_Selected extract_.
Tyler Campbell was 22 years old – the youngest head football coach in the state – when he coached his first game at Covington in 2020. His team threw 34 passes, four interceptions and lost by six touchdowns.
“When you’re throwing the ball 40 times and you lose your first game by 40 points,” said Campbell, “you get some questions.”
When Campbell moved on to Maconaquah the following year, his first game was remarkably similar: a 48-0 loss. His team attempted 34 passes, threw two interceptions and made nine first downs. More questions.
Maconaquah had been a double wing, run-oriented team for two years prior to Campbell’s arrival. “The forward pass was foreign,” he said. Maconaquah started 18 freshmen and sophomores. The team finished 2-6. But Campbell was undaunted. He knew his offensive system – well, not his exactly – would work eventually.
Sure enough, quarterback Braxton Birner passed for nearly 3,000 yards and 31 touchdowns in 2022. Maconaquah improved to 6-4. In 2023, Birner threw for 2,999 yards and 36 TDs and the team went 7-4.

_Data extract_.
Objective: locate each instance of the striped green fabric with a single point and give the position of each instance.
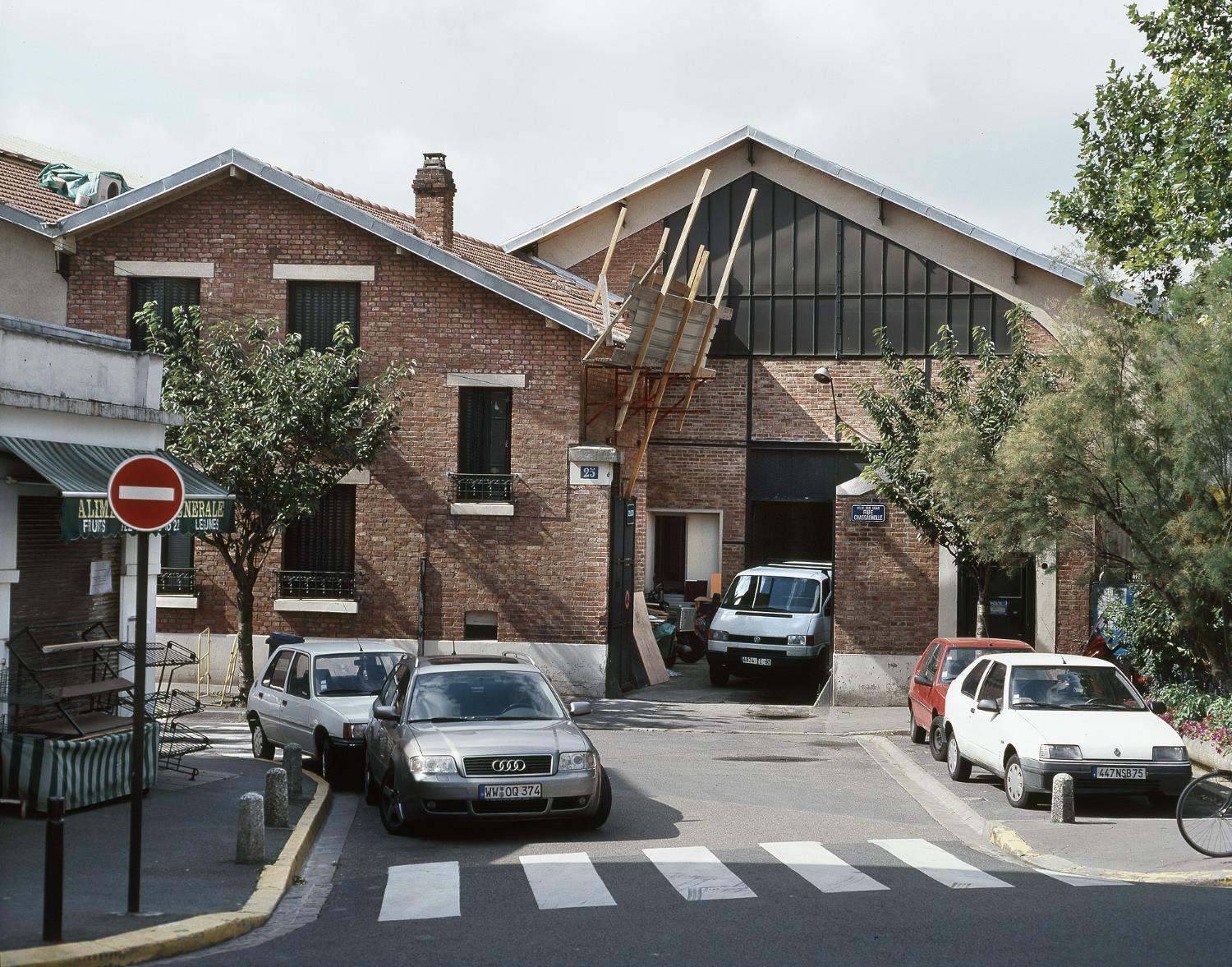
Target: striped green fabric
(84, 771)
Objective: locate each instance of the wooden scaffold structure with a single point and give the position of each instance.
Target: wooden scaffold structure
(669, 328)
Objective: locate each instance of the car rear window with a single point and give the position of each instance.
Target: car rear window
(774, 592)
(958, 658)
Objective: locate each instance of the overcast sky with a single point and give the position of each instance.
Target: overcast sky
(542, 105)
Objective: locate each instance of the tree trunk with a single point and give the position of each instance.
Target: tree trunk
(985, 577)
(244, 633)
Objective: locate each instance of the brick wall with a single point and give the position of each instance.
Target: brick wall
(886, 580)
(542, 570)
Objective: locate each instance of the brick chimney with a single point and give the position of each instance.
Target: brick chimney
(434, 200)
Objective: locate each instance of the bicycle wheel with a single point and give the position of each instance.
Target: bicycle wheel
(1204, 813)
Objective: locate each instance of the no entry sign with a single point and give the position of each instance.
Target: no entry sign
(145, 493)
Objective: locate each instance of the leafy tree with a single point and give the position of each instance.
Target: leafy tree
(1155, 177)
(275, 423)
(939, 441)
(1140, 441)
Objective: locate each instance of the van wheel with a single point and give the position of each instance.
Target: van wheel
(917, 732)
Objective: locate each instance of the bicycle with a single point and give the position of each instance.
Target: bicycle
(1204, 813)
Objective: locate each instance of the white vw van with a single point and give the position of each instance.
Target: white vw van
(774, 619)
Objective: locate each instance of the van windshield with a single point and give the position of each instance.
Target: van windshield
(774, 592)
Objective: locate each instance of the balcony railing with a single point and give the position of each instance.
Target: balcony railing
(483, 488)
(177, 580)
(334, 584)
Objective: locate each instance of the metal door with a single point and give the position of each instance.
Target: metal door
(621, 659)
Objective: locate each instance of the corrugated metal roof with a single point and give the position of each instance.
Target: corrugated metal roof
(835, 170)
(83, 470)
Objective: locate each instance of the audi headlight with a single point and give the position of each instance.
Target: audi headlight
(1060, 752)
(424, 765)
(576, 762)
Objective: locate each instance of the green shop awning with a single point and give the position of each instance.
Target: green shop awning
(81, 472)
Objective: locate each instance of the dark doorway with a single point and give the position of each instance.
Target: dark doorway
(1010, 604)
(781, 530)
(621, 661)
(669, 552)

_Exercises_.
1: Rewrite everything in the football article from "Sure enough, quarterback" down to "team went 7-4.", replacing "touchdowns" with "scores".
2: Gather every line of the entries that contains the string "windshield", matching case exactly.
The entries have no connection to the football article.

_The results_.
1:
Sure enough, quarterback Braxton Birner passed for nearly 3,000 yards and 31 scores in 2022. Maconaquah improved to 6-4. In 2023, Birner threw for 2,999 yards and 36 TDs and the team went 7-4.

2:
Objective: locate each instance of the van windshield with a single point and give the position of each instance.
Target: van windshield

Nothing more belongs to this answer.